-- start of RECORDS SHOWN --
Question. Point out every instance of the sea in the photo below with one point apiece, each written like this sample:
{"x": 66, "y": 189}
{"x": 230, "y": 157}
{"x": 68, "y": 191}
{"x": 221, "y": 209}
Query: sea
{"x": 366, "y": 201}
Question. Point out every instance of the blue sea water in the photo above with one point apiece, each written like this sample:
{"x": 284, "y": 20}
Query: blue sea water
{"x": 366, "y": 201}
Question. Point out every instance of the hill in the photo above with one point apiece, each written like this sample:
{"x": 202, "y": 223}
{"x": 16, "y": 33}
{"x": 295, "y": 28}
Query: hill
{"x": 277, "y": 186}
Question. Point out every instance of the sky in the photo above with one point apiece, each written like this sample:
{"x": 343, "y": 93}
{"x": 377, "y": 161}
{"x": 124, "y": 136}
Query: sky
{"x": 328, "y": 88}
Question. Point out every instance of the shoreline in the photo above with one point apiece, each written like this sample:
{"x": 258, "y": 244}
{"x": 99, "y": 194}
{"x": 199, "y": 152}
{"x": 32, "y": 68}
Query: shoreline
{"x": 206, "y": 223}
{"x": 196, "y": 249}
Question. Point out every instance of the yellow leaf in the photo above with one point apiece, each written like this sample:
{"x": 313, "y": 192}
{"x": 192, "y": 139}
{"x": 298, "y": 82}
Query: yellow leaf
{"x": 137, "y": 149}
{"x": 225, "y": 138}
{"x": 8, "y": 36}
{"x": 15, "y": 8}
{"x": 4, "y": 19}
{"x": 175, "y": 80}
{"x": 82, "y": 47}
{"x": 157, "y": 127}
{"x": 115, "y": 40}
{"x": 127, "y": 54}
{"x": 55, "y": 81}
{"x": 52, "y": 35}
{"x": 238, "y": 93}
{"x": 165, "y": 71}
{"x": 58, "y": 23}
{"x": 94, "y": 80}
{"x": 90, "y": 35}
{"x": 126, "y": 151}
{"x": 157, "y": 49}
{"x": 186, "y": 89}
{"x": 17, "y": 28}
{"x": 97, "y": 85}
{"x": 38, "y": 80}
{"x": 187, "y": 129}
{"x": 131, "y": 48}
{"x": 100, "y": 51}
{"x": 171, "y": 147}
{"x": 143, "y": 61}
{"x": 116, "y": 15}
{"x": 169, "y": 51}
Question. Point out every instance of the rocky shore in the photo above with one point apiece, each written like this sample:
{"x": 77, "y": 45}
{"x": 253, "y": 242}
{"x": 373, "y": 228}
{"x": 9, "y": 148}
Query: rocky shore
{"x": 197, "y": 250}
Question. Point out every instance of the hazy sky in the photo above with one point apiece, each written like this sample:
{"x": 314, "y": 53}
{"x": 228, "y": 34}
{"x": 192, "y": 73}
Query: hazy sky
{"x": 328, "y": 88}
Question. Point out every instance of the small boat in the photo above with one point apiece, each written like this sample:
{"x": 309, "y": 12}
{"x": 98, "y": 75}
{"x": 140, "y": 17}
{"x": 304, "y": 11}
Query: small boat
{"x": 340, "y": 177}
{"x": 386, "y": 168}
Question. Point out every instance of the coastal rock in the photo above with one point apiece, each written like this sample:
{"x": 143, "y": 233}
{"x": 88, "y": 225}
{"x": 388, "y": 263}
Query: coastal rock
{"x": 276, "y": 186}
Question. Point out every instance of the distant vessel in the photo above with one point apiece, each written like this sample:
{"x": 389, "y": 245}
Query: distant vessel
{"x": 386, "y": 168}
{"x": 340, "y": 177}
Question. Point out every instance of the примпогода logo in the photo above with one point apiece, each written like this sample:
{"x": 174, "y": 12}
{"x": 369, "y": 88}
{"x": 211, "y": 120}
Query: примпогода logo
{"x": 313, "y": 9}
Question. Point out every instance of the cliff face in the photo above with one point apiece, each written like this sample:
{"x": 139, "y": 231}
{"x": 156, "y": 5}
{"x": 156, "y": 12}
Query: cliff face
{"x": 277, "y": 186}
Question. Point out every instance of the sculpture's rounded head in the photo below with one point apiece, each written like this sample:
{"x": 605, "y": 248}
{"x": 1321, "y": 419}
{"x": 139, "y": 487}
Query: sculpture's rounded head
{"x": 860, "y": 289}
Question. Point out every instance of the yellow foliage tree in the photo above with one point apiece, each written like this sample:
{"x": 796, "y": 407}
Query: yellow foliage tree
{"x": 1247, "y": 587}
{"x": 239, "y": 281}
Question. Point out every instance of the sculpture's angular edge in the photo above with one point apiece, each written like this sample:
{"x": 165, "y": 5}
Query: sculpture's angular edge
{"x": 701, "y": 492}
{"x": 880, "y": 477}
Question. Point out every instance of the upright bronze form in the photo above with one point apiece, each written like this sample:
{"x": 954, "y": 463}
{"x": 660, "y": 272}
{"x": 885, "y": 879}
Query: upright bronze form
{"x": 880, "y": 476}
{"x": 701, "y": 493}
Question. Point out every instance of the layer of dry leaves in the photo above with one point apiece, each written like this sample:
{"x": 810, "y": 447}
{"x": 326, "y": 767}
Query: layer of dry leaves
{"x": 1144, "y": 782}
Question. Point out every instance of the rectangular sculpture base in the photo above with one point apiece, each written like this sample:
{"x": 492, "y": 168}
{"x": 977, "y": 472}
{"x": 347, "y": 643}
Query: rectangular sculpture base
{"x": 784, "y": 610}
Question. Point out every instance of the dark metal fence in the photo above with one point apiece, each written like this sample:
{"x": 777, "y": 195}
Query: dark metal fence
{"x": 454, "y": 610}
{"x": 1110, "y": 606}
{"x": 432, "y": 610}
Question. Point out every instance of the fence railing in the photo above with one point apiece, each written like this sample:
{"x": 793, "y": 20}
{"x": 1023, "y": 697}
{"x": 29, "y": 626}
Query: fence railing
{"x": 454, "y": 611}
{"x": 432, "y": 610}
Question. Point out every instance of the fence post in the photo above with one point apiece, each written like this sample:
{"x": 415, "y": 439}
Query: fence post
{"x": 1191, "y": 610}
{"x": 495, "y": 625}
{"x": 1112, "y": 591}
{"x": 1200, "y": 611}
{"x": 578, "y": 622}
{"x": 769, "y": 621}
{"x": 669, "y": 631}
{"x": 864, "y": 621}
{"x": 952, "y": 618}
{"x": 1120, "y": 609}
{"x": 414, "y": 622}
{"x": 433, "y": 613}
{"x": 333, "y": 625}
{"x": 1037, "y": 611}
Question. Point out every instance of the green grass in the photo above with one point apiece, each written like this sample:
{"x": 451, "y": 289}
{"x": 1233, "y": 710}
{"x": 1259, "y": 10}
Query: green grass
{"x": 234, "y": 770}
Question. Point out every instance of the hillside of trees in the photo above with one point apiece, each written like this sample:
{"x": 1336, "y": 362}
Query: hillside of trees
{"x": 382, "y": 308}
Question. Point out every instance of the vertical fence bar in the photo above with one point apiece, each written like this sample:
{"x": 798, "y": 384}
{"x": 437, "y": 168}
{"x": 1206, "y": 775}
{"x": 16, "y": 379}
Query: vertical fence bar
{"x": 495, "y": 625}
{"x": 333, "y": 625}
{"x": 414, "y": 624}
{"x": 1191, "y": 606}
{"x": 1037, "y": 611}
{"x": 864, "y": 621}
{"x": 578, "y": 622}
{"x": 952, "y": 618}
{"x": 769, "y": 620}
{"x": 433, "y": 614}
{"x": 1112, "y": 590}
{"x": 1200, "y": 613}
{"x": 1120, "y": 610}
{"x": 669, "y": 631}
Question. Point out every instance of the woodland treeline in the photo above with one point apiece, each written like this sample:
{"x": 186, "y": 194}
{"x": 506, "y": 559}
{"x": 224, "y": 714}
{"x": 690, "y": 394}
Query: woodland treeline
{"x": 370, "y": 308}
-- end of RECORDS SHOWN --
» **REQUIRED WORK**: Recast the listing as a Markdown table with the columns "Row" and "Line", covering only the part that opens with the line containing "Question. Point out every instance of the woodland" and runs through the end of the listing. Number each line in "Row" and leave out any blank lines.

» **REPLY**:
| Row | Line |
|---|---|
| 1 | Question. Point out every instance of the woodland treeline in the photo above with one point apiece, each written like this sample: |
| 2 | {"x": 186, "y": 194} |
| 3 | {"x": 506, "y": 559} |
| 4 | {"x": 224, "y": 714} |
| 5 | {"x": 690, "y": 394} |
| 6 | Query: woodland treeline |
| 7 | {"x": 370, "y": 308} |